**What you should do**
Each entry must be reproduced precisely as it stands.

**Data items**

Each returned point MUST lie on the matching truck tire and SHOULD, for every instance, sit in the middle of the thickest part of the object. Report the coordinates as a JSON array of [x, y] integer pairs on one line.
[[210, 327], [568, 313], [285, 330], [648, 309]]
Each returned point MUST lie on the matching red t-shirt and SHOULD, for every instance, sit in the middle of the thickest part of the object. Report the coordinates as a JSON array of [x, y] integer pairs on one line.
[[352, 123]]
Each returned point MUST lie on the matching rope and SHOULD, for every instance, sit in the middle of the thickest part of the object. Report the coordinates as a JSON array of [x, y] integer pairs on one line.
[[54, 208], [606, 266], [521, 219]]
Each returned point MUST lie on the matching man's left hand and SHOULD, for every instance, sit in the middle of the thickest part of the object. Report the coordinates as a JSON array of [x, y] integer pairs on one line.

**Reply to the exercise**
Each returned point MUST lie on the matching truck tire and SHOULD, for every instance, sit in the middle of the thickest part of the object. Report the coordinates as a JSON array of [x, y] integer pairs on one line.
[[210, 327], [568, 313], [285, 330], [648, 309]]
Each returned point MUST lie on the matching red t-shirt and SHOULD, for every instance, sit in the middle of the thickest part of the object. Report the coordinates as a JSON array of [x, y] integer pairs on one line.
[[352, 123]]
Each returned point MUST lie on the matching rope and SHOULD, for every instance, sit in the middle of the thickest part of the object. Report the coordinates as a JSON array of [x, y] integer pairs on one line.
[[54, 208], [606, 266], [521, 219]]
Each returned point MUST lie on the matching man's left hand and SHOULD, for every instance, sit in the middle of the thickest part of the object. Report the coordinates as a JSON array of [x, y] integer pairs on one line.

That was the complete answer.